══ EXTRAIT DE PAGE

Adaptation du roman du même nom de Mircea Eliade, Youth Without Youth annonce timidement le retour de Francis Ford Coppola en tant que réalisateur après plus de 10 ans d’absence sur nos écrans (The Rainmaker, bien qu’intéressant, en a laissé plus d’un sur sa faim). Tourné à l’aide d’une caméra numérique haute définition et monté sur Final Cut Pro 5, l’opus se veut, selon les dires du cinéaste américain, une version personnelle et anti-hollywoodienne de cette histoire d’un intellectuel de 70 ans qui, après avoir été frappé par la foudre, à la
chance de revivre sa jeunesse. Tim Roth, Alexandra Maria Lara et Bruno Ganz y interprètent les rôles principaux. Fable métaphysique située à l’aube de la deuxième guerre mondiale, Youth Without Youth traduirait-il les angoisses d’un artiste vieillissant sur la touche
? Dans les salles le 21 décembre.

My Blueberry Nights

Film d’ouverture du 60e festival de Cannes qui se déroulait en mai dernier, My Blueberry Nights a la particularité d’être le premier film du cinéaste Wong Kar Wai (In The Mood For Love, 2046) tourné dans la langue de Shakespeare. Étrangement, le scénario a été conçu avec en tête la chanteuse Norah Jones, qui pourtant n’avait jusqu’alors aucune expérience d’actrice. Elle y interprète une jeune femme qui, après une rupture amoureuse, traverse les États-Unis afin de panser ses blessures. Elle fera alors la rencontre d’une multitude de personnages colorés ayant eux aussi des problèmes de cœur. Jude Law, David Strathairn, Nathalie Portman et Rachel Weisz complètent la distribution. Dans les salles le 13 février.

════

• CONSIGNES
#1 Répondez aux questions suivantes à partir de l'extrait sur les deux films.
(a) De quel écrivain Youth Without Youth adapte-t-il le roman ?
(b) Avec quel logiciel ce film a-t-il été monté ?
(c) Quelle chanteuse tient le rôle principal de My Blueberry Nights ?
#2 Recopiez le passage de l'extrait sur les deux films qui commence à « Adaptation du roman » et se termine à « le 21 décembre. ».
#3 Poursuivez l'extrait sur les deux films au-delà de son dernier mot.

══ JEU DE DONNÉES

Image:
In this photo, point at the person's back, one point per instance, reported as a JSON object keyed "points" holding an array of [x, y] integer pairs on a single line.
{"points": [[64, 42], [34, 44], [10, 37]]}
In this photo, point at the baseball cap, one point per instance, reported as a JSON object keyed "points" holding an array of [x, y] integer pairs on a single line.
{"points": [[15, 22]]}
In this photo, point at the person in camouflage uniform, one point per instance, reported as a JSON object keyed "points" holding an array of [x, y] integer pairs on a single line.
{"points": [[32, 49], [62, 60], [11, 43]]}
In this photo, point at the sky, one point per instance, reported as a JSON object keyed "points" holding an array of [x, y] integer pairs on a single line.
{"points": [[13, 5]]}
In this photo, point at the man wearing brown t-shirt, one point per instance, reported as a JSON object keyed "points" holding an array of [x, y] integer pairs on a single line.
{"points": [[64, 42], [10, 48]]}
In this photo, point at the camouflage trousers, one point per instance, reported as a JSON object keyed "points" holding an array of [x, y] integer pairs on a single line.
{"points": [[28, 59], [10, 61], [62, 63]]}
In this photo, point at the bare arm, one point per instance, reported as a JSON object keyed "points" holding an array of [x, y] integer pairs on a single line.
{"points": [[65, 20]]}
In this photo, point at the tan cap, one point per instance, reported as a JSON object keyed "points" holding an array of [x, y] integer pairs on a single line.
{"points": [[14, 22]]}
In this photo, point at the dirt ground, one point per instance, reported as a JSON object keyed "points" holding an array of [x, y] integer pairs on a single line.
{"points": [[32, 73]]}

════
══ JEU DE DONNÉES

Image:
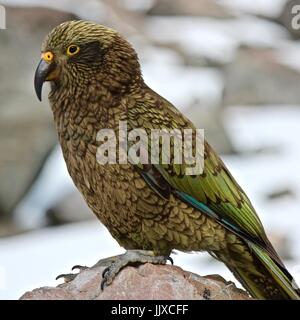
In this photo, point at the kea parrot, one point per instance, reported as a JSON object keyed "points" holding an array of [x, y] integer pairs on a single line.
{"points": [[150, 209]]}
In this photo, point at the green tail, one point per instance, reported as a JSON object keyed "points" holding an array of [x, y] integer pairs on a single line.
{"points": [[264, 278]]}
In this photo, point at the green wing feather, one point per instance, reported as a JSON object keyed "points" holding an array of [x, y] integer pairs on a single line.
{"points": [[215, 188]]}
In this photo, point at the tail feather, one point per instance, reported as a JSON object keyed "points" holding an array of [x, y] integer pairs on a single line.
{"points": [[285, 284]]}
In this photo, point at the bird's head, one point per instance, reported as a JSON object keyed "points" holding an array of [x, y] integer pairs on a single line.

════

• CORRIGÉS
#1
(a) Mircea Eliade.
(b) Final Cut Pro 5.
(c) Norah Jones.

#2
Adaptation du roman du même nom de Mircea Eliade, Youth Without Youth annonce timidement le retour de Francis Ford Coppola en tant que réalisateur après plus de 10 ans d’absence sur nos écrans (The Rainmaker, bien qu’intéressant, en a laissé plus d’un sur sa faim). Tourné à l’aide d’une caméra numérique haute définition et monté sur Final Cut Pro 5, l’opus se veut, selon les dires du cinéaste américain, une version personnelle et anti-hollywoodienne de cette histoire d’un intellectuel de 70 ans qui, après avoir été frappé par la foudre, à la
chance de revivre sa jeunesse. Tim Roth, Alexandra Maria Lara et Bruno Ganz y interprètent les rôles principaux. Fable métaphysique située à l’aube de la deuxième guerre mondiale, Youth Without Youth traduirait-il les angoisses d’un artiste vieillissant sur la touche
? Dans les salles le 21 décembre.

#3
Funny Games

Michael Haneke revisite son film ovni de 1997, réalisé avant les succès critiques de La Pianiste (Prix du jury à Cannes en 2001) et de Caché (Prix de la mise en scène, toujours à Cannes, en 2005). Remake américanisé afin de toucher un plus grand auditoire, Funny Games relate la mésaventure d’un couple et de leur fils séquestrés dans un chalet à la campagne par deux jeunes psychopathes. Haneke joue ici à l’obsessionnel intransigeant en refilmant plan par plan son propre film. Réminiscences d’un Psycho traficoté par un Gus Van Sant profanateur ? Soit, mais difficile dans ce cas-ci de reprocher au cinéaste de jouer avec un de ses films afin d’atteindre un nouveau public. Naomi Watts et Tim Roth campent le couple en otage. Dans les salles le 15 février.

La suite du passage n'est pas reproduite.